* What you should do *
Please locate every line in the items below that contains the word "photograph" and copy each of those lines.
***** Given records *****
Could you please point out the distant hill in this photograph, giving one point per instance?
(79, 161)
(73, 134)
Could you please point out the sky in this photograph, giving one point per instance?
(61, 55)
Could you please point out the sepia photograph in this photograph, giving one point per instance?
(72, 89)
*****
***** Given records *****
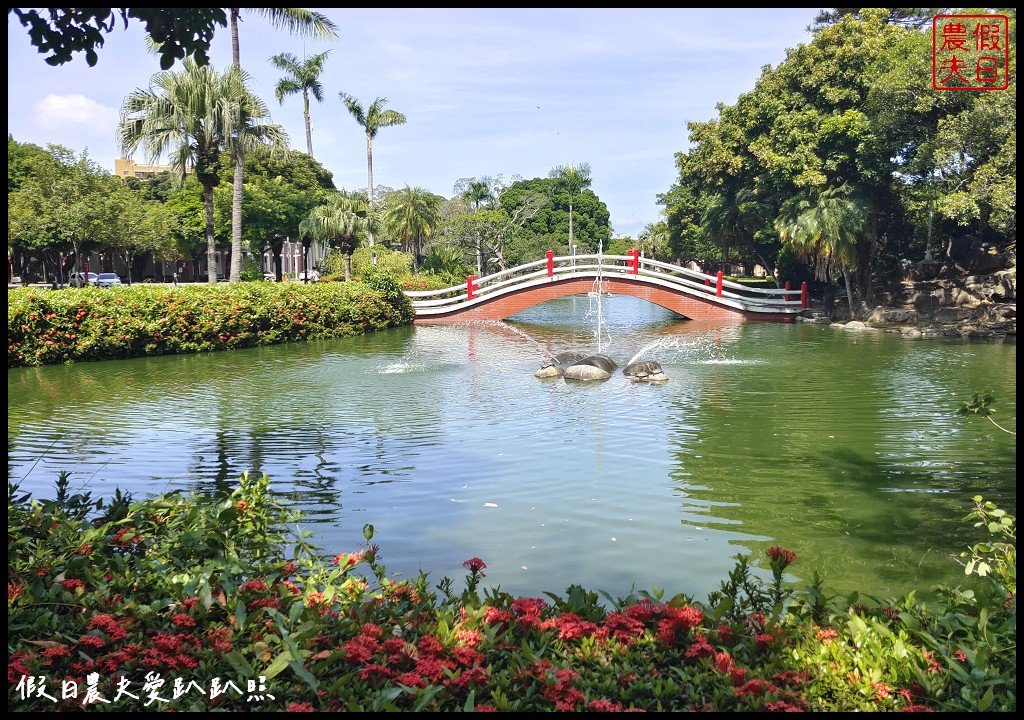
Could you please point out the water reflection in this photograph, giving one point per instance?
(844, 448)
*****
***** Given records *****
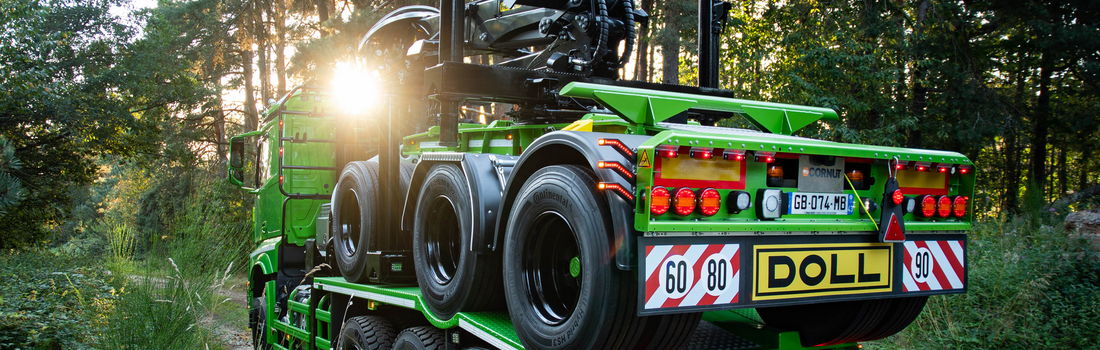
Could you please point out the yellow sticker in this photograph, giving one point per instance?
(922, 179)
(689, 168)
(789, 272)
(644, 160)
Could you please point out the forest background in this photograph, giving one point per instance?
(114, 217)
*****
* Written response *
Could you please point out the distant hill in this photograph, giving one point per instance?
Could you please point out the sky in this photograph, giving one point per instance?
Could you please point out the sepia photograph in this photograph, giving one point per instance?
Could you please point out the water reflection in this photograph, giving one point per instance?
Could you please point out the yellow sticker in this photograph, giving one point per instance?
Could you please point out the forest background in this photograph, giving one point per instance?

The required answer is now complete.